[start Selected passage]
In the present work, we avoid such issues by employing the likelihood function based on the eCDF vectors. The Gaussianity is then asymptotically guaranteed by the Donsker theorem—not just an assumption. In our numerical examples we verify the Gaussianity by normality tests, the χ2 test for the eCDF vectors, and standard scalar-valued tests for the individual components of the vectors. The so-called ABC methods provide another well-known simulation-based approach for intractable likelihoods, or likelihood-free situations. Our approach differs from them, as we actually do have a well-defined likelihood, that is even normally distributed.
In a nutshell the BSL algorithm proceeds as follows: We simulate the model n times for the proposed parameter value, calculate the eCDF vector of the selected (scalar valued) simulation results, concatenate the vectors (if more than one eCDF is computed) and calculate the mean and covariance of the emerging set of vectors. The synthetic likelihood is thus constructed, and the accept/reject step can be performed as a part of a standard MCMC sampling algorithm.
The basic steps used to find the posterior distribution of the parameters by MCMC sampling are summarized in the Algorithm 1 below. As the likelihood is stochastic, no numerically exact maximum of the likelihood function can exist, but we assume that a robust estimate for the model parameter vector is available, from which to efficiently start the MCMC sampling. In our test cases this is simply the reference value of the model parameter vector used to create the synthetic data, otherwise an optimization step is first performed to match the model to the data. For simplicity we shall call this optimized value the MAP point estimate in the following. However, when fitting a model to real data a bias can be expected, and a test for goodness of fit (or lack of fit) is needed. See the Algorithm 2 and the discussion below for more details about how we perform this test. Before launching the MCMC sampling, we verify the Gaussianity of the synthetic likelihood at the initial point of the MCMC sampling.
Note that as the likelihood is re-created at every sampling iteration, the log(det(Σ)) term needs to be included. When using eCDFs for summary statistics, one has to select the bin values at which the cumulative sums are evaluated. Too dense bin values produce noisy histograms and CDFs, resulting in close to singular covariance matrices and low acceptance rates in MCMC sampling in our situation. On the other hand, too few values tend to loose information of the data. Earlier experiences [13, 14, 24] have shown that the sampled parameter posteriors are not sensitive with respect to the specific selection of the number nx of the bins, as long as the above extremes are avoided. Unless otherwise stated, all the examples of this paper are computed using nx = 10.
[end Selected passage]
## Written task 1
Reproduce the passage on synthetic likelihood word for word from "In a nutshell" to "MCMC sampling algorithm.".
## Written task 2
List every reference number cited in the passage on synthetic likelihood.
The data that follow are not needed.
[start Dataset entries]
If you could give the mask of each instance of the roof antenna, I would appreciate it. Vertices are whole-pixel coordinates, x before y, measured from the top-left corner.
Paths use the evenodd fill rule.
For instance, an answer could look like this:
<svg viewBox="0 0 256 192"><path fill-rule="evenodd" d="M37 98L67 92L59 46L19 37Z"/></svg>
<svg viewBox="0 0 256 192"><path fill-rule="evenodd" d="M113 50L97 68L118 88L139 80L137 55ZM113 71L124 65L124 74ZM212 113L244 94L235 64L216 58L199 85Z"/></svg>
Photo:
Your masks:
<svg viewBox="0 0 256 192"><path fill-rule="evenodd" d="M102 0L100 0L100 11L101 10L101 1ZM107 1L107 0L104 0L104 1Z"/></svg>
[end Dataset entries]
## Final result 1
In a nutshell the BSL algorithm proceeds as follows: We simulate the model n times for the proposed parameter value, calculate the eCDF vector of the selected (scalar valued) simulation results, concatenate the vectors (if more than one eCDF is computed) and calculate the mean and covariance of the emerging set of vectors. The synthetic likelihood is thus constructed, and the accept/reject step can be performed as a part of a standard MCMC sampling algorithm.

## Final result 2
13, 14, 24